++++ Document extract ++++
Even after breaking up with K-Ci and marrying her husband Kendu Isaacs in the early 2000s, Blige still had to deal with her demons on a regular basis. She admitted in a 2019 interview with Self magazine that she chose not to seek help for a long time.

“For years I would not see a therapist,” she revealed. “I just would handle it. For years, for years.” Blige distrusted other people’s intentions, so she was afraid of revealing her deepest emotions to a therapist because of “how people would do anything for money, and how anybody at any moment can become paparazzi.”

Blige also found comfort in maintaining a level of secrecy with her personal life as the best way to navigate her existence in the public eye. “Everybody thinks they know everything, but nobody really knows. You only know what I tell you. And I don’t tell everything,” she said. “As public as I am, I’m real private. I’ll give you the juice and the truth, but not the stuff that’s going to kill me.”

Mary J. Blige avoided telling her mother about being abused

Blige went on to detail how she didn’t even tell her own mother about the abuse she experienced until she was well into adulthood.

“It took me a long time to tell my mom something that happened to me when I was smaller,” Blige said, referring to her childhood sexual abuse. “I was 33 years old when I revealed to my mom how I was molested. Thirty-three. Because I didn’t want to hurt her. And I wish I didn’t do it then, but I had to.”
++++ Given information ++++
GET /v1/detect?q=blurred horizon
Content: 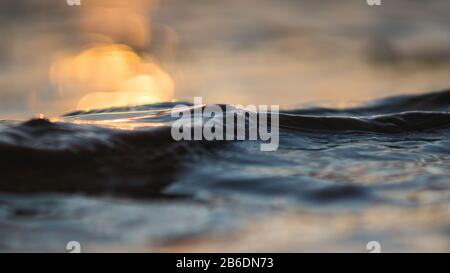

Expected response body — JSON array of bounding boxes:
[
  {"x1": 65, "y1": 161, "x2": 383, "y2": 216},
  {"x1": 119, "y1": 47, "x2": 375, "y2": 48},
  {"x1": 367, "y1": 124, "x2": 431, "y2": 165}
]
[{"x1": 0, "y1": 0, "x2": 450, "y2": 119}]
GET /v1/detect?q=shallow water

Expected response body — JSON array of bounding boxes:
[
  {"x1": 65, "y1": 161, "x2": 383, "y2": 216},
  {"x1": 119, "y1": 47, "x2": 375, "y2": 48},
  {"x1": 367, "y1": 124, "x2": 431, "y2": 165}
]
[{"x1": 0, "y1": 91, "x2": 450, "y2": 252}]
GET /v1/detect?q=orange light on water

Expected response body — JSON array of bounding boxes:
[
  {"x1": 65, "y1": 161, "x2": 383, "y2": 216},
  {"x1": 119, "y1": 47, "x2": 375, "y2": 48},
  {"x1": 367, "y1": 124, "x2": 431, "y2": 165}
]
[{"x1": 50, "y1": 44, "x2": 174, "y2": 110}]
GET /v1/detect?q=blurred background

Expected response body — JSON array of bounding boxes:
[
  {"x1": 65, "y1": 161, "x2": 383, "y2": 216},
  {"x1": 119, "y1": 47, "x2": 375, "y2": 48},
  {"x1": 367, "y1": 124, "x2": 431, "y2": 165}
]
[{"x1": 0, "y1": 0, "x2": 450, "y2": 119}]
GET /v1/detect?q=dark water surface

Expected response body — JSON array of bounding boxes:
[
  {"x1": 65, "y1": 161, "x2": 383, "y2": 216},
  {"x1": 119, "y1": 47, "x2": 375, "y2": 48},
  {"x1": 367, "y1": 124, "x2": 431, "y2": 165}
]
[{"x1": 0, "y1": 91, "x2": 450, "y2": 252}]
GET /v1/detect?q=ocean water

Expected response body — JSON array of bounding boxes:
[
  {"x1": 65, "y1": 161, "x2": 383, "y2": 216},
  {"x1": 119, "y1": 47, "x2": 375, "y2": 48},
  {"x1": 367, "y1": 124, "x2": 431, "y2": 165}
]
[{"x1": 0, "y1": 90, "x2": 450, "y2": 252}]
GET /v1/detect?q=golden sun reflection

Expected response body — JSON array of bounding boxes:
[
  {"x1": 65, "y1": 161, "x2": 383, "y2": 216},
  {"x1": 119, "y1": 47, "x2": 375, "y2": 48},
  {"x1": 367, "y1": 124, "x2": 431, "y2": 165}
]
[{"x1": 50, "y1": 44, "x2": 174, "y2": 110}]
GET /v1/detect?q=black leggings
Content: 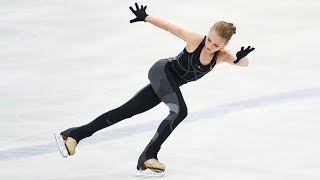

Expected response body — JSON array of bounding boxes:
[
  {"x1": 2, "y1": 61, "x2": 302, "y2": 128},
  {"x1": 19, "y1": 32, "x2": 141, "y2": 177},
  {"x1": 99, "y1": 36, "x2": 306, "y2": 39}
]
[{"x1": 61, "y1": 59, "x2": 187, "y2": 169}]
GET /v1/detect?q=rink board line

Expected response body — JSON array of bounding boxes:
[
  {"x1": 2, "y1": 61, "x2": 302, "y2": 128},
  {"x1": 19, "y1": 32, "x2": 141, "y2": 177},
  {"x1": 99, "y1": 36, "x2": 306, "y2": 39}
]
[{"x1": 0, "y1": 88, "x2": 320, "y2": 161}]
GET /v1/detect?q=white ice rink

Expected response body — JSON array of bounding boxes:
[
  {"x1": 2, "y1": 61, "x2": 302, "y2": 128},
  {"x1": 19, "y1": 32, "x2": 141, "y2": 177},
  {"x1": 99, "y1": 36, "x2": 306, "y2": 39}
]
[{"x1": 0, "y1": 0, "x2": 320, "y2": 180}]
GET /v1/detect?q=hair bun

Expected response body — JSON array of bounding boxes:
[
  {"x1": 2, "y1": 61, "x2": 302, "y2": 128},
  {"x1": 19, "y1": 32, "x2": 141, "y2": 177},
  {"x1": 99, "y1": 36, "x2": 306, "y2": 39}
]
[{"x1": 228, "y1": 23, "x2": 237, "y2": 34}]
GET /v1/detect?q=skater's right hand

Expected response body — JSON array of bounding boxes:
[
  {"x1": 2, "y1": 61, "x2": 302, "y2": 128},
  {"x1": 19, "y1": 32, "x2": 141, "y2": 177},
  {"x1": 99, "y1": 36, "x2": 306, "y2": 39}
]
[{"x1": 129, "y1": 3, "x2": 148, "y2": 23}]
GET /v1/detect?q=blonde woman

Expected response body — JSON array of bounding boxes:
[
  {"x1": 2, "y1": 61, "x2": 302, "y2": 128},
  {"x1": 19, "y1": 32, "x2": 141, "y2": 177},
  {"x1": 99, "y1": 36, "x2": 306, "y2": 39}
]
[{"x1": 55, "y1": 3, "x2": 254, "y2": 175}]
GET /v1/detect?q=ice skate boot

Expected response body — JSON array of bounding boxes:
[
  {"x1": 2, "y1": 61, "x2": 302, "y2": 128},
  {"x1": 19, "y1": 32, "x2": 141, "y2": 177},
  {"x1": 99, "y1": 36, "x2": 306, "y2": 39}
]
[
  {"x1": 54, "y1": 133, "x2": 77, "y2": 157},
  {"x1": 136, "y1": 158, "x2": 166, "y2": 177}
]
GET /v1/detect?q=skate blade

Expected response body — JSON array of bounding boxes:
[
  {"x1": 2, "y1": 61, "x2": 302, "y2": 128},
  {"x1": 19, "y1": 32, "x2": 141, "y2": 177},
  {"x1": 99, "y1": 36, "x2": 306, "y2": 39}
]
[
  {"x1": 54, "y1": 133, "x2": 69, "y2": 158},
  {"x1": 135, "y1": 168, "x2": 164, "y2": 177}
]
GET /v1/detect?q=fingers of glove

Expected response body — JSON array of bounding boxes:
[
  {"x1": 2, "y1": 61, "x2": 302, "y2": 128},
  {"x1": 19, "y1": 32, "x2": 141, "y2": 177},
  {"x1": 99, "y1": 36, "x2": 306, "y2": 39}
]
[
  {"x1": 129, "y1": 6, "x2": 136, "y2": 14},
  {"x1": 130, "y1": 18, "x2": 138, "y2": 23},
  {"x1": 248, "y1": 48, "x2": 256, "y2": 53},
  {"x1": 135, "y1": 3, "x2": 139, "y2": 11}
]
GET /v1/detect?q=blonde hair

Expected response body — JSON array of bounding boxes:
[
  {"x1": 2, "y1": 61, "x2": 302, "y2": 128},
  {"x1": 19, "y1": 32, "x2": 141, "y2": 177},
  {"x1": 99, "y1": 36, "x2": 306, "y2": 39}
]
[{"x1": 210, "y1": 21, "x2": 237, "y2": 42}]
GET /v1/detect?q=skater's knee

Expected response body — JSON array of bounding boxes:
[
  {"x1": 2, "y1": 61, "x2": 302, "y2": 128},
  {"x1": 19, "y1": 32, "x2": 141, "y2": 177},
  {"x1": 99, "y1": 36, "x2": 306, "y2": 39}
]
[
  {"x1": 167, "y1": 103, "x2": 188, "y2": 119},
  {"x1": 179, "y1": 106, "x2": 188, "y2": 118}
]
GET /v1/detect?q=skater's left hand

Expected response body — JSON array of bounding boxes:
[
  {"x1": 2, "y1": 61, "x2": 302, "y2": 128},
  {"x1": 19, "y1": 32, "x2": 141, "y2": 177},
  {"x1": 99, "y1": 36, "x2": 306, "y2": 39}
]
[
  {"x1": 129, "y1": 3, "x2": 148, "y2": 23},
  {"x1": 233, "y1": 46, "x2": 255, "y2": 64}
]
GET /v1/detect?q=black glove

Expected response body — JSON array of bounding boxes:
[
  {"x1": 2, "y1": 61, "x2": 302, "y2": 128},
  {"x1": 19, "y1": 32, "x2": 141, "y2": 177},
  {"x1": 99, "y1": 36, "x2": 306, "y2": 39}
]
[
  {"x1": 233, "y1": 46, "x2": 255, "y2": 64},
  {"x1": 129, "y1": 3, "x2": 148, "y2": 23}
]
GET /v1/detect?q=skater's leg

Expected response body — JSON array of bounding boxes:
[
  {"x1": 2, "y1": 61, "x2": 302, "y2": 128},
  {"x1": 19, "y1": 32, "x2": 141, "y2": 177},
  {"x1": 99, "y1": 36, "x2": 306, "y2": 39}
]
[
  {"x1": 61, "y1": 84, "x2": 161, "y2": 142},
  {"x1": 137, "y1": 62, "x2": 188, "y2": 170}
]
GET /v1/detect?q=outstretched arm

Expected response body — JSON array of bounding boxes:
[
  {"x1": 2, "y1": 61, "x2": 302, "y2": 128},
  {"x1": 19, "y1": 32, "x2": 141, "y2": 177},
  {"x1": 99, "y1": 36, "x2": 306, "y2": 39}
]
[{"x1": 130, "y1": 3, "x2": 201, "y2": 44}]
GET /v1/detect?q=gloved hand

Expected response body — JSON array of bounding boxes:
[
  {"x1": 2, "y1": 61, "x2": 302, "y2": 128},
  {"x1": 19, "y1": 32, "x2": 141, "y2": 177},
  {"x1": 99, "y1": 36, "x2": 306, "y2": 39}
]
[
  {"x1": 129, "y1": 3, "x2": 148, "y2": 23},
  {"x1": 233, "y1": 46, "x2": 255, "y2": 64}
]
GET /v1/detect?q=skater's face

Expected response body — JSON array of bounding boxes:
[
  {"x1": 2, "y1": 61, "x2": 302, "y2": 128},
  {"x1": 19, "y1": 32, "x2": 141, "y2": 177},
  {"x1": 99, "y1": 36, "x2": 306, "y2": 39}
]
[{"x1": 205, "y1": 30, "x2": 227, "y2": 53}]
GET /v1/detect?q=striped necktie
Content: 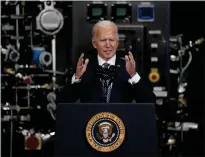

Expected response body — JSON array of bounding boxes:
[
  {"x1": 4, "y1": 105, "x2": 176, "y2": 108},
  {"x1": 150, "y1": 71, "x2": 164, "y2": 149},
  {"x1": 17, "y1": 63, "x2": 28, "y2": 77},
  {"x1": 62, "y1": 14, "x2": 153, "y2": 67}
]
[{"x1": 101, "y1": 63, "x2": 112, "y2": 103}]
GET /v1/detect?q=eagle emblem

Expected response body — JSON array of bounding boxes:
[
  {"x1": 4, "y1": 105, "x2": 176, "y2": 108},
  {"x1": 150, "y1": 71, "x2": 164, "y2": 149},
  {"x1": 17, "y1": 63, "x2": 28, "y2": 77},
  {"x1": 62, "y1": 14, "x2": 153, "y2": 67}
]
[
  {"x1": 86, "y1": 112, "x2": 125, "y2": 152},
  {"x1": 97, "y1": 122, "x2": 115, "y2": 143}
]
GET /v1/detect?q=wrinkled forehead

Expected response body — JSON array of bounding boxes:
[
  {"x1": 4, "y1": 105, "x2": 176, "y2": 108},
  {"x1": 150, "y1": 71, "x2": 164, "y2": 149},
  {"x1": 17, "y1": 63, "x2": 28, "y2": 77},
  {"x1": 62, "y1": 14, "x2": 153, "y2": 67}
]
[{"x1": 95, "y1": 25, "x2": 118, "y2": 37}]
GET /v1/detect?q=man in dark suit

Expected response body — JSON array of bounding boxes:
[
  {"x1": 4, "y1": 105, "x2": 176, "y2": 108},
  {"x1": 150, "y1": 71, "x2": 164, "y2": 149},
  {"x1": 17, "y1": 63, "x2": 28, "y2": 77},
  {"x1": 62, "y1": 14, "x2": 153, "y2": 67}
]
[{"x1": 58, "y1": 21, "x2": 155, "y2": 103}]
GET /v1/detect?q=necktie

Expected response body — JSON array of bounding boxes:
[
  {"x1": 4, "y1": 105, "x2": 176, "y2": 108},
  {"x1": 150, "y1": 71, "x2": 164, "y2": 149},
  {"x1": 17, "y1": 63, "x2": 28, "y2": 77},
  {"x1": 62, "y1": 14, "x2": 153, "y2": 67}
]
[{"x1": 101, "y1": 63, "x2": 112, "y2": 103}]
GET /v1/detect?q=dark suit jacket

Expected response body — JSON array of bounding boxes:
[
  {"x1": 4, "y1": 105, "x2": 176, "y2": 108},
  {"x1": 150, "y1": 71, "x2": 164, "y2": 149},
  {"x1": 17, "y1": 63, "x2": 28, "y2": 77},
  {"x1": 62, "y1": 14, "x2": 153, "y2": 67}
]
[{"x1": 57, "y1": 55, "x2": 155, "y2": 103}]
++++
Task objective.
Please copy the passage on Mary J. Blige from "Blige also found" to "well into adulthood.", substituting "privacy" for "secrecy". These items come from a different source than the passage on Mary J. Blige.

Answer section.
Blige also found comfort in maintaining a level of privacy with her personal life as the best way to navigate her existence in the public eye. “Everybody thinks they know everything, but nobody really knows. You only know what I tell you. And I don’t tell everything,” she said. “As public as I am, I’m real private. I’ll give you the juice and the truth, but not the stuff that’s going to kill me.”

Mary J. Blige avoided telling her mother about being abused

Blige went on to detail how she didn’t even tell her own mother about the abuse she experienced until she was well into adulthood.